STATED TASK: Select and copy each line in the lines below that contains the string "styrofoam". Case counts.

Excerpts from a point labeling dataset:
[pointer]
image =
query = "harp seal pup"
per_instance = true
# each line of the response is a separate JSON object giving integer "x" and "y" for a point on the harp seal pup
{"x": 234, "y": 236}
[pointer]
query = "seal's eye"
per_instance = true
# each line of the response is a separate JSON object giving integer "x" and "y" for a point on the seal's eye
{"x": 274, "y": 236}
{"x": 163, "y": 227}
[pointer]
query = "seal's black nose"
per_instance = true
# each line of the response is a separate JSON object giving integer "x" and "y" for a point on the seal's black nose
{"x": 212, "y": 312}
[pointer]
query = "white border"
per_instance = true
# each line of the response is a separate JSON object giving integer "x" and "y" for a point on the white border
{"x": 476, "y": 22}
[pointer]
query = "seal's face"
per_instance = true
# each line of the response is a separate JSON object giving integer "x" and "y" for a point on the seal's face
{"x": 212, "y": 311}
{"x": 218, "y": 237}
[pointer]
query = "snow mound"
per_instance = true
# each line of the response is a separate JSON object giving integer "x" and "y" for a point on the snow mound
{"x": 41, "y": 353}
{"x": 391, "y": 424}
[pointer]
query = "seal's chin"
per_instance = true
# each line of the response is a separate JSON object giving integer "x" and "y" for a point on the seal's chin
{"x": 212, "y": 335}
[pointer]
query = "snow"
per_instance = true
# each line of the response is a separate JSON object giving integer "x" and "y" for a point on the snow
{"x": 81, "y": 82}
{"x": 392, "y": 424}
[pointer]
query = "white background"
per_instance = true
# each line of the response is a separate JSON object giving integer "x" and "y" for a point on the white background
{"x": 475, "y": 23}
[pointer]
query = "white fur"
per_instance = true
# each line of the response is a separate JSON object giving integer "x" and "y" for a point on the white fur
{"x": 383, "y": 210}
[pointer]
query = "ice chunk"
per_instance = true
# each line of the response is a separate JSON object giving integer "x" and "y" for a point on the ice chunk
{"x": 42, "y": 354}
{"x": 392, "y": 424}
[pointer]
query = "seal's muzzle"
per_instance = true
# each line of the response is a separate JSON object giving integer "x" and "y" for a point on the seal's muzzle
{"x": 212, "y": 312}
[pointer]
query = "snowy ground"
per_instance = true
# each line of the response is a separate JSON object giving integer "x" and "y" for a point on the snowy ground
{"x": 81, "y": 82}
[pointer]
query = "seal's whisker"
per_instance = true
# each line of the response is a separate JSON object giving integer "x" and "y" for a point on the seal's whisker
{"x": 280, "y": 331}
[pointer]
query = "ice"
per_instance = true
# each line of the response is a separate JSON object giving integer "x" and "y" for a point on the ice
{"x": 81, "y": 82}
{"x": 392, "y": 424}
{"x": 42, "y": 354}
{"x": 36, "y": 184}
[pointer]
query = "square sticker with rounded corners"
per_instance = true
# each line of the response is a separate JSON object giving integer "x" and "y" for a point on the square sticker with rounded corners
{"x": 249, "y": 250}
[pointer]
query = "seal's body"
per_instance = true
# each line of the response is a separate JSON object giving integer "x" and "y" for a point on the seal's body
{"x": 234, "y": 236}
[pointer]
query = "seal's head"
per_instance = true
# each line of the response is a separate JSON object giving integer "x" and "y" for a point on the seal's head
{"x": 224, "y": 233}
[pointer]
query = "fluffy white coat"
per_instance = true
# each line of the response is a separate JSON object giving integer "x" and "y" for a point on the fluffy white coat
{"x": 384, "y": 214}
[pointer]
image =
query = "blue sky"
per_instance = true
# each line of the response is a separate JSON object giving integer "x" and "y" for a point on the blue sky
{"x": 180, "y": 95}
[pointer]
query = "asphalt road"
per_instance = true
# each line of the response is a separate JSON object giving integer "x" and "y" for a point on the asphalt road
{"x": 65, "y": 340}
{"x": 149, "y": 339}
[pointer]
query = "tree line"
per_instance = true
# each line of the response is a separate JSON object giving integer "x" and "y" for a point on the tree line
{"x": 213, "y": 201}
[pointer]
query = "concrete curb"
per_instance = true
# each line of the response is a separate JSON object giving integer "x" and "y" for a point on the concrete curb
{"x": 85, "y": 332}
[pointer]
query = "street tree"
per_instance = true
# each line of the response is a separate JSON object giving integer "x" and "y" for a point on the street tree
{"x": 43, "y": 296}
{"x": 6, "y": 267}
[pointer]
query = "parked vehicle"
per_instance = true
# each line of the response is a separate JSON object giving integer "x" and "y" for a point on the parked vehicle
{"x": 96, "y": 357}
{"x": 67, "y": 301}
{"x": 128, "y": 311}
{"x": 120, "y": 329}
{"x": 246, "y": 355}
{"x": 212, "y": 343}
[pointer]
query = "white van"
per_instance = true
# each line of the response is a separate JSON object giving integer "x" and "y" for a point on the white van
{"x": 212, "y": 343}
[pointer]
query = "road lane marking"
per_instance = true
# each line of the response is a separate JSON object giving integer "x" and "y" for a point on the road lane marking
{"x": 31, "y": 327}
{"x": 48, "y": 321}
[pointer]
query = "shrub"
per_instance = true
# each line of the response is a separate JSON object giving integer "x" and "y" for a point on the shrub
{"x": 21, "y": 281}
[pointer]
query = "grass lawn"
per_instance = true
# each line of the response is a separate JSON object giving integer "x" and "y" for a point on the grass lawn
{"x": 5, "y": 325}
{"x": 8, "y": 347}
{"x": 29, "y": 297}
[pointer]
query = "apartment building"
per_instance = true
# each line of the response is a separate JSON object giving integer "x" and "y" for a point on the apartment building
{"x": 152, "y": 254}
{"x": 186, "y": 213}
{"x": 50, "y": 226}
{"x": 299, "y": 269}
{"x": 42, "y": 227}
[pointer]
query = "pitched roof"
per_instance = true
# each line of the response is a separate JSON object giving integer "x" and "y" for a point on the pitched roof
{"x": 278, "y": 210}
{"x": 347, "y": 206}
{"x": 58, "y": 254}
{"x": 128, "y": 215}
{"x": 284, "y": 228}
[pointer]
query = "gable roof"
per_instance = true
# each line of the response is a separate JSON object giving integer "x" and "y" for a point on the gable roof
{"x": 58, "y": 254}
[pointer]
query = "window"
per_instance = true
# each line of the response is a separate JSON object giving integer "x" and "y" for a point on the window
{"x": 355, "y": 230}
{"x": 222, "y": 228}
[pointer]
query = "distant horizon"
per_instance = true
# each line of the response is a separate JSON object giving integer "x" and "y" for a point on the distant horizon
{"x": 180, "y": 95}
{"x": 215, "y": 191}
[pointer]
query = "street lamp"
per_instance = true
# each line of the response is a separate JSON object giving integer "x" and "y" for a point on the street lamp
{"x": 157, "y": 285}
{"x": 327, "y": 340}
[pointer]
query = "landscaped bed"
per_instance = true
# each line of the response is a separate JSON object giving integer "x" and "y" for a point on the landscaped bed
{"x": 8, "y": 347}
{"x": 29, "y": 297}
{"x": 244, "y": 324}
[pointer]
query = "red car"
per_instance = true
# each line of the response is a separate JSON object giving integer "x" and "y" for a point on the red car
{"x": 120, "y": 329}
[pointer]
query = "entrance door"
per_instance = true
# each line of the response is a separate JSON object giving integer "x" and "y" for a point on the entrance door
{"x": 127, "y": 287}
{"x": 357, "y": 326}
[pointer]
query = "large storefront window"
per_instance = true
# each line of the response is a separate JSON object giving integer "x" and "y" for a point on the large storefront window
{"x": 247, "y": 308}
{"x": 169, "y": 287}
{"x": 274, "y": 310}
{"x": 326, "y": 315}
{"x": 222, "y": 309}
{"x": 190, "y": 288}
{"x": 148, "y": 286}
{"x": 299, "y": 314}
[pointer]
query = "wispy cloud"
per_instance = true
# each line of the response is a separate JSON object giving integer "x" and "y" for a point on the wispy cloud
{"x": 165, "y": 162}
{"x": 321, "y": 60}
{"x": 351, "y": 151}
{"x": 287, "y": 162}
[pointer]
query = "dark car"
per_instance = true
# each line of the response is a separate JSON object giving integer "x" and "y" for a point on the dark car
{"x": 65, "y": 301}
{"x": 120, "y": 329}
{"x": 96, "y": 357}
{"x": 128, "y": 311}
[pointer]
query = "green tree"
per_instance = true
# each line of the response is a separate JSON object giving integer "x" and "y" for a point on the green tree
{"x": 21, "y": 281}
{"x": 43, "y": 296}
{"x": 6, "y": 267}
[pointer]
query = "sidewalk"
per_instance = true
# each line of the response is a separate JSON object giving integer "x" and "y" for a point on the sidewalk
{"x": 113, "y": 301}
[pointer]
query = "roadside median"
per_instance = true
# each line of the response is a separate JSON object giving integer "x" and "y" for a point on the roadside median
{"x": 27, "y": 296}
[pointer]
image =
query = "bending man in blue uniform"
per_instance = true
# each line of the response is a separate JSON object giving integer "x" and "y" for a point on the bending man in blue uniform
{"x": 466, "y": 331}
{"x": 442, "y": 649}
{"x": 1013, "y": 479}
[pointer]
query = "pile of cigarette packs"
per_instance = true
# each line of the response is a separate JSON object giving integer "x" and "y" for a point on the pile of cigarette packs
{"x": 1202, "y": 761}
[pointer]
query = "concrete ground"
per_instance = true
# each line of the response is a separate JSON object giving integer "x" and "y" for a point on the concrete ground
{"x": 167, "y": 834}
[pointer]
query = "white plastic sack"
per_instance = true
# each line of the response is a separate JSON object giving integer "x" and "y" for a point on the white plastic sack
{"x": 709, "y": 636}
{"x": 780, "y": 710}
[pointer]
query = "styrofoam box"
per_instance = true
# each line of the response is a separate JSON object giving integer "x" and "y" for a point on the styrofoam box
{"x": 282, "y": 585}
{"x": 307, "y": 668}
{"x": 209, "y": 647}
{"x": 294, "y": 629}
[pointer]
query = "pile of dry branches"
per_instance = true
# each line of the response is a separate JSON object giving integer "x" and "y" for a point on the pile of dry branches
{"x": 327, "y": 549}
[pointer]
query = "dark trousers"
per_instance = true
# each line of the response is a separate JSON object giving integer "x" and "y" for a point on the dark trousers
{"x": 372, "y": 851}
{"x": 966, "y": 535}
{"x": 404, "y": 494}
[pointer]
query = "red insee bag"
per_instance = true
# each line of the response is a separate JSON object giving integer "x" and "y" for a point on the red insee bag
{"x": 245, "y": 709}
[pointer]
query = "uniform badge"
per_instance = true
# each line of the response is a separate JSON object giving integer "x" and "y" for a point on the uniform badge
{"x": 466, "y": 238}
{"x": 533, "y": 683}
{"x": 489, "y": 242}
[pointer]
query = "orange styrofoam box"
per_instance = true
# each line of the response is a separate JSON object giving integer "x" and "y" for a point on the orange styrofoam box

COMPLETED EXERCISE:
query = "styrofoam box"
# each line of the response is a separate JSON object giving integer "x" and "y" for a point on the styrofoam box
query = "orange styrofoam box"
# each line of the response is a separate JSON object giving integer "x" and "y" for a point on the orange styrofoam box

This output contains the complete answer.